BEGIN Data extracts

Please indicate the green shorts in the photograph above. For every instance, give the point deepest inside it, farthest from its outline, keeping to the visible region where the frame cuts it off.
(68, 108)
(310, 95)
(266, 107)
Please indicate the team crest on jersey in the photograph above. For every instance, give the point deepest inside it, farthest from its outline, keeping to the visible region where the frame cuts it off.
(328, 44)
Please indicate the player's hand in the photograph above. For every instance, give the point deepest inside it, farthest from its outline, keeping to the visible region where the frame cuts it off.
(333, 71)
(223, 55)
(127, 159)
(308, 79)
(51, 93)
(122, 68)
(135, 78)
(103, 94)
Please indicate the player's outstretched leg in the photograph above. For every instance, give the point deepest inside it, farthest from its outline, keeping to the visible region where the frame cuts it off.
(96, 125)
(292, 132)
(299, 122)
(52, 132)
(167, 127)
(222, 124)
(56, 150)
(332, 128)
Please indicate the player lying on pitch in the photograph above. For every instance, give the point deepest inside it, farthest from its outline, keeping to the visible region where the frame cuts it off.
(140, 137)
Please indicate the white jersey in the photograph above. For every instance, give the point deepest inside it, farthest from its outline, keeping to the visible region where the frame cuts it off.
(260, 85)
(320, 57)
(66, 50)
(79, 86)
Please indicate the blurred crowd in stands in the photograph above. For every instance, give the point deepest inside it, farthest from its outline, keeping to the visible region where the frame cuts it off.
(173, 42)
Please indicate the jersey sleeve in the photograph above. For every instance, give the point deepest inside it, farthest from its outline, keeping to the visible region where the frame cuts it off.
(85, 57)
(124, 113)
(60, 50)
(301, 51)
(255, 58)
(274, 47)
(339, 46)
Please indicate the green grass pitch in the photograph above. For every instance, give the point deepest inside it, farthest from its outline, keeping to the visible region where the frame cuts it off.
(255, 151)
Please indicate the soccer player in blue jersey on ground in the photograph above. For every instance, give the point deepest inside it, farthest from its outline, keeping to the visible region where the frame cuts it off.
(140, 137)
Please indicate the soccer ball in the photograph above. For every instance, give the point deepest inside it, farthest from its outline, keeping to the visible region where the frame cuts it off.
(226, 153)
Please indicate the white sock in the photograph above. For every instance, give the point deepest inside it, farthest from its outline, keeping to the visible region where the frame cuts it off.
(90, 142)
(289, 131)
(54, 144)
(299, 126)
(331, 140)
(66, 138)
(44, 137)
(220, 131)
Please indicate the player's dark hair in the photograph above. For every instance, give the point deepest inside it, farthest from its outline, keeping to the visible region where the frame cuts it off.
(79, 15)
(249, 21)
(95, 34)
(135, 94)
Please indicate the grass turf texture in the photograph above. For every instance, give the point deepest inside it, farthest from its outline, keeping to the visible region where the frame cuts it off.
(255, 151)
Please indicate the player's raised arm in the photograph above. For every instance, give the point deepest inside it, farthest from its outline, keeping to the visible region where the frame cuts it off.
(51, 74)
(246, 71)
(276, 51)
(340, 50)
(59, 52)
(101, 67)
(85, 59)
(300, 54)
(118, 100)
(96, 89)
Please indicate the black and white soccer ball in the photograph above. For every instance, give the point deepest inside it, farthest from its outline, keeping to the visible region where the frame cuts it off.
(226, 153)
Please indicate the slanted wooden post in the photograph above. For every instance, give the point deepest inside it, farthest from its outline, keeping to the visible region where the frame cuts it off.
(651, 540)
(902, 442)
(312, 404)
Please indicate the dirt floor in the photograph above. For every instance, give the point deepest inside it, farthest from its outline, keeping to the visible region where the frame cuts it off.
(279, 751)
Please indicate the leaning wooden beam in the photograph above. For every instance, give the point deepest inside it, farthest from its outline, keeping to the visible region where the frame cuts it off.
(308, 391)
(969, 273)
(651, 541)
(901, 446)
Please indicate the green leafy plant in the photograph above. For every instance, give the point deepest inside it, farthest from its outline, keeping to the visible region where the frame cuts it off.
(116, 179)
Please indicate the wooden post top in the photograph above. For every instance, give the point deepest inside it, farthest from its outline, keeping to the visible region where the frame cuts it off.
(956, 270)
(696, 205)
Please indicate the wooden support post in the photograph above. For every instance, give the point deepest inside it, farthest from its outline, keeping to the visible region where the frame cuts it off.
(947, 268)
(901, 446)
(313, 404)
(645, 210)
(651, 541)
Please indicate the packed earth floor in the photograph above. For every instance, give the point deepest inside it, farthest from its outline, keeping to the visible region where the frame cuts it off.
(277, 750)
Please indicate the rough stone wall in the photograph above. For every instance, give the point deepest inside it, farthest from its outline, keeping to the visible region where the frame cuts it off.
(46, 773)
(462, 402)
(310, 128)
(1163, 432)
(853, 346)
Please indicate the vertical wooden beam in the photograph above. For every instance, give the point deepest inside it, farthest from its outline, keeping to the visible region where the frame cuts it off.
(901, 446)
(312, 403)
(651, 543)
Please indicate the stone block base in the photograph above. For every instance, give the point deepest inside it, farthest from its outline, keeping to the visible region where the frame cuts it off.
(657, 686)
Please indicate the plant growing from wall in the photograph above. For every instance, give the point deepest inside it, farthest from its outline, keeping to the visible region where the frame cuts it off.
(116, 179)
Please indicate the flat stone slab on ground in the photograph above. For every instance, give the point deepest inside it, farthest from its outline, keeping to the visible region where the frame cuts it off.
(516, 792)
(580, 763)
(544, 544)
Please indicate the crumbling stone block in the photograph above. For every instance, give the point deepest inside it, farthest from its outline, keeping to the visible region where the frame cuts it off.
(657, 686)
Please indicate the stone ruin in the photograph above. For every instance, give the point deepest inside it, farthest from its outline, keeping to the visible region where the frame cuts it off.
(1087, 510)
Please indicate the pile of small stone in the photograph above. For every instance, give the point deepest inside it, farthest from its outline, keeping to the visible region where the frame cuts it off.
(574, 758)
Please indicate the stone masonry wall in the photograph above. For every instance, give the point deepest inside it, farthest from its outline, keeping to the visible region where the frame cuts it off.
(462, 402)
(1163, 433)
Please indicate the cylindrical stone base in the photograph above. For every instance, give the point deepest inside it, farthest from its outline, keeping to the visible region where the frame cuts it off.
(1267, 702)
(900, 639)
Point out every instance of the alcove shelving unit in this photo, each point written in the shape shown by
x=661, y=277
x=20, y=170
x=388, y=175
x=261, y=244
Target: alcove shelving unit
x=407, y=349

END Data extracts

Work task
Reproduce every record in full, keeping each one exactly as it reads.

Worked solution
Please indicate the green shorts in the photograph above. For every instance, give the point deepest inside it, farthest from its outline, keeping to the visible region where the frame cuts it off.
(68, 108)
(310, 95)
(266, 107)
Please indicate the team crest on jersey in the photograph above. For every instance, give the point deepest inside it, farthest from its outline, keeping to the visible region where the frame cuts it off.
(328, 44)
Please indicate the player's hand in the photograph above. For every instance, give the point deepest inside it, farthest from its outline, keeping to the visible region where the frame cuts it off.
(333, 71)
(223, 55)
(127, 159)
(308, 79)
(51, 93)
(122, 68)
(135, 78)
(103, 94)
Please indicate the player's outstretched leg in the photograph above. For every instance, give the point deepest inside it, farthest from its outline, keeping to the visible region where the frame cuts it off.
(96, 125)
(292, 132)
(299, 122)
(52, 132)
(167, 127)
(222, 124)
(56, 150)
(332, 128)
Please indicate the player lying on pitch in the photograph above. For every instance, give the point deepest inside it, farthest from its outline, keeping to the visible region where the frame cuts it off.
(140, 137)
Please indicate the white jersey in the photograph above. For every instance, give the point deepest inside it, farthest from its outline, keeping to the visible region where the frame cuts it off.
(260, 85)
(320, 57)
(66, 50)
(79, 86)
Please indicate the blurred crowd in stands in the photograph above. For every instance, give the point deepest inside it, farthest from its outline, keeping to the visible region where the frame cuts it off.
(173, 42)
Please indicate the jersey sleeve in the photograph above. For every instance, give the point deepest inside it, farthest from its outline, keeping to the visible region where the frame cuts it off.
(85, 57)
(124, 113)
(60, 50)
(301, 51)
(255, 58)
(274, 47)
(339, 46)
Please indicate the green grass pitch in the photograph above. For every instance, give the point deepest inside it, farthest from its outline, keeping to the visible region where the frame cuts it off.
(255, 151)
Please indicate the soccer player in blue jersey on ground in the photograph above. For every instance, give the point deepest inside it, farthest from its outline, keeping to the visible region where the frame cuts it off.
(140, 137)
Please indicate the soccer ball in the photograph above. For every instance, give the point deepest inside it, farthest from its outline, keeping to the visible region where the frame cuts it off.
(226, 153)
Please indicate the white sock in the photograph above. For every instance, give the point deepest inside it, farthest from its outline, keeping to the visible region where the frame cuts it off.
(90, 142)
(289, 131)
(54, 144)
(299, 126)
(331, 140)
(66, 138)
(44, 137)
(220, 131)
Please indicate the player's dark hair in the photograph above. For every instance, give the point deepest inside it, farthest from its outline, keeping to the visible region where the frame cuts it off.
(79, 15)
(249, 21)
(95, 34)
(135, 94)
Please indicate the grass turf texture in the photograph above. For every instance, give the point deepest inside it, farthest from its outline, keeping to the visible region where the frame cuts it off.
(255, 151)
Please indicate the player's raised arm in the photograph above. For every instance, give the point deepest inside it, farthest from its outline, keeping to the visible region where the frame cuts it off.
(51, 74)
(246, 71)
(276, 51)
(340, 50)
(59, 52)
(101, 67)
(85, 59)
(300, 54)
(118, 100)
(96, 89)
Please indicate the black and white soccer ball in the photograph above. For every instance, give the point deepest inside it, farthest from its outline, keeping to the visible region where the frame cuts it off.
(226, 153)
Please indicate the slanted wooden post in the photograph above. For every instance, give the point deepest inside it, farthest from its outline, keeping to the visible region where the frame cuts it off.
(651, 540)
(902, 442)
(312, 404)
Please indicate the dirt floor in the photograph above. For every instance, give the point deepest inside it, farthest from its outline, keeping to the visible region where the frame cuts it off.
(279, 751)
Please indicate the leaning wooden beam in the photograph above. For every instance, give the point deepest inside it, farthest from its outline, keeping to the visible region where the frame cuts it off.
(308, 391)
(969, 273)
(651, 541)
(901, 446)
Please indicate the green leafy plant in the photograph above. For every instance, give the point deepest inside it, farthest from its outline, keeping to the visible region where the frame cuts it off.
(116, 179)
Please indicate the wooden post top in the photograph above. For every instance, give the point deepest inside it, farthest from its outline, keeping to the visible region where the frame cuts it off.
(956, 270)
(696, 205)
Please indicate the wooden support post in the photograph above. For every instance, give the point deepest inside it, farthest from its outline, keeping to the visible region where the frame cuts it off.
(947, 268)
(901, 446)
(313, 404)
(645, 210)
(651, 541)
Please indicate the packed earth floor in the photograph above. For every instance, give the point deepest inside it, farthest from its outline, keeping to the visible region where the frame cuts it off.
(277, 750)
Please indicate the rough stone wall in the photograph above. For every instance, give the point deepest inside it, farthest from its outline, keeping to the visible region where the frame cuts it off.
(46, 773)
(462, 402)
(310, 128)
(1163, 432)
(853, 346)
Please indicate the vertical wooden beam in the photograph above. For every instance, give the point deepest inside it, farthest from its outline, keeping to the visible region where the frame cuts it off.
(901, 446)
(312, 403)
(651, 543)
Please indicate the stone block base in the photograph above. For every instance, give the point deepest inside it, farthest from its outline, keeping to the visible region where the frame cuts it off.
(657, 686)
Please indicate the plant growing from wall in the photograph above. For every instance, give the point deepest inside it, farthest from its outline, keeping to the visible region where the frame cuts it off.
(116, 179)
Please indicate the flat stone slab on ground in the photograph above. For every instance, give the point deepest inside it, farthest from its outline, keeping to the visible region where the frame cuts it off.
(516, 792)
(580, 763)
(544, 544)
Please indicate the crumbling stone block in the photograph above. For every instance, give the point deepest inside it, farthest from its outline, keeping to the visible region where the frame cuts it off.
(657, 686)
Please indicate the stone ruin in the photograph above. For every instance, give the point deepest inside it, farthest from its outline, keeping to the visible region where the frame cuts it off.
(1087, 510)
Please indicate the pile of small stone in the photograph above. For every instance, give the point deepest inside it, farthest from its outline, keeping to the visible region where the frame cuts it off.
(574, 758)
Please indicate the stone masonry wall in the photograph above. For every instance, give the point deepest inside it, farthest from its outline, keeping to the visible region where the frame cuts it off.
(462, 402)
(1163, 433)
Please indicate the cylindrical stone base in the photograph above. For every instance, give the point deepest inside it, farthest from its outline, keeping to the visible region where the frame cuts it off.
(1267, 702)
(900, 639)
Point out every instance of the alcove shelving unit in this photo, each point written in the shape shown by
x=661, y=277
x=20, y=170
x=388, y=175
x=261, y=244
Target: alcove shelving unit
x=407, y=349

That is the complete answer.